I knew when I assumed the editorship of "Prairie Schooner" that I would learn a great deal as I did the job, and much of what I would learn would have to do with my personal view of literary journals.

 

While I have subscribed to many journals over the years, I have come to realize that I have done so for very particular reasons, which have to do with being a writer and not for the most part to do with being a reader.

 

Of course, distinguishing the reader in me from the writer in me is decidedly tricky; after all, I write largely because I enjoy reading—and I do enjoy reading. But often, and this is since I have been serious about a writing career, I have read for writerly reasons. I have read to test the quality of my writing. I have read to check out my competition. I have read to see if the publishers of the journals I am reading might find my work publishable. I have read to stay abreast of the writers I admire and seek to emulate. I have even read in search of talent—authors I want to publish, program, or teach. I have read to teach what I have read.

» Data lines:
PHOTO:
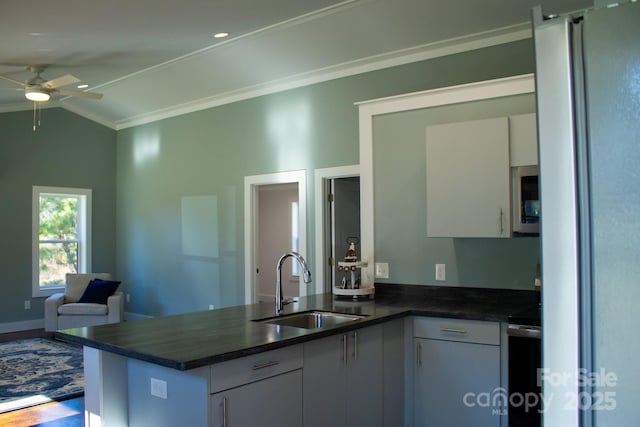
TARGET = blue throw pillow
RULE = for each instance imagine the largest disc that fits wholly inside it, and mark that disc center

» What you will do:
(1) In the passage on literary journals, which journal did the writer take over as editor?
(2) From the passage on literary journals, copy word for word the part between "While I have" and "being a reader.", inclusive.
This data comes from a separate source.

» Exercise answers:
(1) Prairie Schooner

(2)
While I have subscribed to many journals over the years, I have come to realize that I have done so for very particular reasons, which have to do with being a writer and not for the most part to do with being a reader.